Exercise instructions:
1. In the HIPAA text, what does an assault generally have to involve to fall under mandatory disclosure laws?
2. Quote the HIPAA text from "Answer: Most states" to "with court order.".

Text:
---------------

Question: Are you obligated to call the police since this was an assault? What other information do you need?
Answer: Most states do not have mandatory disclosure laws unless a violent crime was committed. This generally means the assault was carried out with a gun, knife or some other life-threatening object. This is a good example of how to deal with mandatory reporting rules but what about HIPAA implications? For example, what if police were on the scene, suspect DV, and ask you about it. Can you disclose then? Yes, but only with court order.
Question: The patient now states that he was pistol-whipped with a loaded gun, which was pointed at him. He still insists that you don’t notify the police. Are you obligated to inform the police despite the patient’s request and HIPAA?
Answer: I believe this crosses the threshold for a violent crime that has to be reported even if the state does not have mandatory reporting laws for intimate partner violence. As for HIPAA, this falls under the crimes exceptions where there is harm to others and disclosure is thus acceptable.
Hypothetical #5
A patient presents who was out allegedly “celebrating” an 18th birthday and whose mental status is altered due to an unknown ingestion. A suicide note was found at the scene. The parents arrive and demand to know what you found. They also tell you that their child has had previous suicide attempts and relate a detailed history of the child’s previous psychiatric diagnoses.
Question: You now have all the information and results back. The parents want to know the condition of their child. Can you tell them?
Answer: Although it is technically PHI, if you determine that disclosing the information will ultimately benefit the health of the patient and improve the chance for a good outcome, the answer is that you can share the information. Assuming the kid lives at home and the parents will be involved in the payment or treatment of the kid for this issue, yes. If the kid is on his own, the parents are not involved in caring for the kid and they do not pay for his medical care, then it becomes murky.
Conclusions
- Urgent care providers must be knowledgeable about their state’s minor consent laws, including provisions regarding disclosure of information to parents, particularly in instances where minors can consent for their own care.
- When state and other laws are silent or vague, providers must exercise professional judgment and grant or deny parents’ requests for information about care for which minors may legally consent. At the end of the day, do the right thing for patients and always act in their best interests.
- Health care professionals must be aware that the HIPAA privacy rule grants legal significance to agreements with parents that favor their adolescents’ receiving at least some health care on a confidential basis (see http://www.guttmacher.org/statecenter/spibs/spib_OMCL.pdf for a specific state by state reference). These rules provide that in some situations, minors generally assume the right to control access to information and their medical records.

---------------

Supplied material:
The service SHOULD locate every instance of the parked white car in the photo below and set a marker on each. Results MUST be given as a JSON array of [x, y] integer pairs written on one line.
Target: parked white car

---------------

Answers to the exercises:
1. It was carried out with a gun, knife or some other life-threatening object.

2.
Answer: Most states do not have mandatory disclosure laws unless a violent crime was committed. This generally means the assault was carried out with a gun, knife or some other life-threatening object. This is a good example of how to deal with mandatory reporting rules but what about HIPAA implications? For example, what if police were on the scene, suspect DV, and ask you about it. Can you disclose then? Yes, but only with court order.